Saved entries:

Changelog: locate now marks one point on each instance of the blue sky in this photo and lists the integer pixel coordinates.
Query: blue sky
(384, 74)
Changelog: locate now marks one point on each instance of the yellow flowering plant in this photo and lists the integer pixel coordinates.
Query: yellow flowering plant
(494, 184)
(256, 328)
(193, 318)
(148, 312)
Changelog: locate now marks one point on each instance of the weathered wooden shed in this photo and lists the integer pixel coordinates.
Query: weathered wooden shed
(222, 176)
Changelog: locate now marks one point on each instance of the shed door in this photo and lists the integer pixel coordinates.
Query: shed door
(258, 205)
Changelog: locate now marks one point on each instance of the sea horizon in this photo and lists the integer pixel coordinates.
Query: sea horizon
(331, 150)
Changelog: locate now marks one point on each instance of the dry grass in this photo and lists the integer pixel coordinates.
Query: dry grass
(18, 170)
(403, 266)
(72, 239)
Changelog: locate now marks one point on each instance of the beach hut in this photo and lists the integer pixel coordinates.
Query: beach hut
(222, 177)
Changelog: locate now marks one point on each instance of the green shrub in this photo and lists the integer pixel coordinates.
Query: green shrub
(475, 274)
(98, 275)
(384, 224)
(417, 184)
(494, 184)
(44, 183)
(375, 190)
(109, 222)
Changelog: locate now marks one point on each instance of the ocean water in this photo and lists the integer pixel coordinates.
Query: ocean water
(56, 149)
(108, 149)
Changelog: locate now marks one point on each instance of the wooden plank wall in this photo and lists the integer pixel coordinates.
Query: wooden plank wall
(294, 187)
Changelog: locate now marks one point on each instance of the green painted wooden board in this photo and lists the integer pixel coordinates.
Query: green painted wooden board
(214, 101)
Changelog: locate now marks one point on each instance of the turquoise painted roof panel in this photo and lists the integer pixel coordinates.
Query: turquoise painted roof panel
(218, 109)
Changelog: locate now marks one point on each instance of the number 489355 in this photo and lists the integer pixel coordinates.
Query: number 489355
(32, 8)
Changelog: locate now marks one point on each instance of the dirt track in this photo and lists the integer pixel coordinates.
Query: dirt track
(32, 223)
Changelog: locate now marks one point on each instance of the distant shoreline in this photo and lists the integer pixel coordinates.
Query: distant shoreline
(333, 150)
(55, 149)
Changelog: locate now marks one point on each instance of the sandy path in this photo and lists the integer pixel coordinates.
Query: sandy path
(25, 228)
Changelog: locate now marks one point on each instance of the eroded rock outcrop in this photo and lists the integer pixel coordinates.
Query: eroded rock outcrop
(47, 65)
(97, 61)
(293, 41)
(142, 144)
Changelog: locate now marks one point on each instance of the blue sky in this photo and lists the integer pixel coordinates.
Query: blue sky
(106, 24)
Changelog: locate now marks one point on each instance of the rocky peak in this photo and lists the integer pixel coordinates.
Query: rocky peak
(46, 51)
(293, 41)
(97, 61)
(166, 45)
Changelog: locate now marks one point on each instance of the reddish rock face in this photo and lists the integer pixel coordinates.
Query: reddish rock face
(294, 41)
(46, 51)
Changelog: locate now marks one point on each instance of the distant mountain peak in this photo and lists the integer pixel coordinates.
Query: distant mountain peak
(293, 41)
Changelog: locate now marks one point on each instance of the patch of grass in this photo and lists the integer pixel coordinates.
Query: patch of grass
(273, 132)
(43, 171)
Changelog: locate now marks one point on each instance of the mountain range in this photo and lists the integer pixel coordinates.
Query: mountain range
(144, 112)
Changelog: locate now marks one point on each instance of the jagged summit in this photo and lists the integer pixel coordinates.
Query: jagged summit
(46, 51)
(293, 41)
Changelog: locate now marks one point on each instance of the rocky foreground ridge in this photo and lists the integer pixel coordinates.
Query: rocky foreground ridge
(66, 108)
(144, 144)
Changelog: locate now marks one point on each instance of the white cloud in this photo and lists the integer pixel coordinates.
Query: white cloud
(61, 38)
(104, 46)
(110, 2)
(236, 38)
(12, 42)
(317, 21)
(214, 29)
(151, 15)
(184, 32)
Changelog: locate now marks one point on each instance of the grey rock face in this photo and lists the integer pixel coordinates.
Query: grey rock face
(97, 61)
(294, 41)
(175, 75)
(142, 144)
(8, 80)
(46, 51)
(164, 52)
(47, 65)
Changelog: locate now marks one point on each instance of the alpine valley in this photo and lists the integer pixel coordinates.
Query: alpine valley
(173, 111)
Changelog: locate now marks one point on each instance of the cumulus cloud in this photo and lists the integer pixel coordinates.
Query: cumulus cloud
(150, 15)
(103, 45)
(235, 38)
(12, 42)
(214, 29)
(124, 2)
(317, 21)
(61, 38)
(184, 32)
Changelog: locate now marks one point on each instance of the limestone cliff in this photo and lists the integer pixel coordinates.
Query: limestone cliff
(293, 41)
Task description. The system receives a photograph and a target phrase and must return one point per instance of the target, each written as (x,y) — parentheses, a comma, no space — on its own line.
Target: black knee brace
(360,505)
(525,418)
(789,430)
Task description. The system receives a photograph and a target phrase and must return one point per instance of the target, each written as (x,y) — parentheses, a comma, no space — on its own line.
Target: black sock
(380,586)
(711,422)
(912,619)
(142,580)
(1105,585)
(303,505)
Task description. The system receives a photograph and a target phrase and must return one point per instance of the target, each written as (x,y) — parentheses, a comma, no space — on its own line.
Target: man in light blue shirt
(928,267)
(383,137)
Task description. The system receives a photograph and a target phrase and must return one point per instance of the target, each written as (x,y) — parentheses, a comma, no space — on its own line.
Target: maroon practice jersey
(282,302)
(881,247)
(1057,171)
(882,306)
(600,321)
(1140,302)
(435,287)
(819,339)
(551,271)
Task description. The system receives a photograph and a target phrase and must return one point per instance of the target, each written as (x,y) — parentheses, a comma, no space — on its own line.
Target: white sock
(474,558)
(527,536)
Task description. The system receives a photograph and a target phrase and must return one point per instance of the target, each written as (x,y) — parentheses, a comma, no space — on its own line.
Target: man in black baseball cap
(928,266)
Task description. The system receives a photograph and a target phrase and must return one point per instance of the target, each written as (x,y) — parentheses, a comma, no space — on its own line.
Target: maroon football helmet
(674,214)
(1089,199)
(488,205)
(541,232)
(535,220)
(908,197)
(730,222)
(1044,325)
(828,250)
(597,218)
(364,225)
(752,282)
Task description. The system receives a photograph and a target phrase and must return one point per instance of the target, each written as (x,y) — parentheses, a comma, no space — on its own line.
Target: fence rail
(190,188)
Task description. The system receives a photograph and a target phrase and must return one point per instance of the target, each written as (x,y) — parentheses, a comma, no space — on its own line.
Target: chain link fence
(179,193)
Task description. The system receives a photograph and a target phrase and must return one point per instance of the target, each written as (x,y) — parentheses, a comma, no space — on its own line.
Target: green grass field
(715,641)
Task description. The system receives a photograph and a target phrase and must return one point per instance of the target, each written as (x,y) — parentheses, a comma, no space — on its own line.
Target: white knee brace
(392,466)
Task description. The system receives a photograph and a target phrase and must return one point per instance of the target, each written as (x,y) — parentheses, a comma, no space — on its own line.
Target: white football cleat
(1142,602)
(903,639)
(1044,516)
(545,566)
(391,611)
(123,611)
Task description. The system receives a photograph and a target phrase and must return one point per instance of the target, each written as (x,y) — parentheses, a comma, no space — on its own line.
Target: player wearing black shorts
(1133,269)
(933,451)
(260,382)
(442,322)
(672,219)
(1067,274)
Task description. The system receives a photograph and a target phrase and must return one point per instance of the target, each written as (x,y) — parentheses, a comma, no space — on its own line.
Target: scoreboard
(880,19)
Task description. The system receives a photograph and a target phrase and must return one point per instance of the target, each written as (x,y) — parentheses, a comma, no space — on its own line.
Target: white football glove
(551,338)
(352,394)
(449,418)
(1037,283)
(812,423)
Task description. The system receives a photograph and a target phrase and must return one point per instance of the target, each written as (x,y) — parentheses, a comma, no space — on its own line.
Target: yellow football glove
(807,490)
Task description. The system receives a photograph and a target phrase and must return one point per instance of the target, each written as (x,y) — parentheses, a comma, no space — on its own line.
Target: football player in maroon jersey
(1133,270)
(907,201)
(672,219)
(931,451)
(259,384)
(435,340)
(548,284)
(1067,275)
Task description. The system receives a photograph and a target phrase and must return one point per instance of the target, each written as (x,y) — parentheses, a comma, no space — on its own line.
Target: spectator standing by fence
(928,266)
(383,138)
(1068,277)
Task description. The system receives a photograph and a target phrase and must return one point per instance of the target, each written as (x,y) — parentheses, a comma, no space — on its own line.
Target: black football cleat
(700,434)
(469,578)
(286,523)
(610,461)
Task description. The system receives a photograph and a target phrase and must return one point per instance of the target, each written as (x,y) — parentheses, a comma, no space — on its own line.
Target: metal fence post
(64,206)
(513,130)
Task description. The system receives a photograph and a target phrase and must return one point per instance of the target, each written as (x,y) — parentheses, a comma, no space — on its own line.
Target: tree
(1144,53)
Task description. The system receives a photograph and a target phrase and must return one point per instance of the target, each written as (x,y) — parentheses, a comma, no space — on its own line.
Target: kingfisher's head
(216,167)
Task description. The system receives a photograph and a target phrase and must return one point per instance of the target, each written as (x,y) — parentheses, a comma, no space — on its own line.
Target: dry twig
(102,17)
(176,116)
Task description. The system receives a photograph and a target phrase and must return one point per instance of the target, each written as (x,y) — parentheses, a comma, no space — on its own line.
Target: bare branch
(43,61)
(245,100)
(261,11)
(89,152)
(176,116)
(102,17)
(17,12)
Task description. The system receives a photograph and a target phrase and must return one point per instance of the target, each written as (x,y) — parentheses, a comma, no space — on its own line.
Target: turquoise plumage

Activity - Can you repeat, word for word, every line above from the one containing "Query: beach hut" down to the one containing "of the turquoise", including both?

Finished task -
Query: beach hut
(222, 177)
Changelog: locate now marks one point on each instance of the green shrub in this photo and lists the integer pixel coordinates.
Query: green shrub
(475, 274)
(98, 275)
(384, 224)
(417, 184)
(494, 184)
(44, 183)
(375, 190)
(109, 222)
Changelog: locate now marks one point on each instance of the ocean water in this photo and lists the integer pixel coordinates.
Query: ocean water
(56, 149)
(108, 149)
Changelog: locate now marks one point on each instance of the wooden plank wall in this photo and lists the integer pixel coordinates.
Query: wooden plank wall
(294, 187)
Changelog: locate now marks one point on each instance of the green painted wooden board in this photo and lists the integer pixel coordinates.
Query: green painted wooden board
(214, 101)
Changelog: locate now marks one point on each instance of the turquoise painted roof panel in this photo and lists the integer pixel coordinates.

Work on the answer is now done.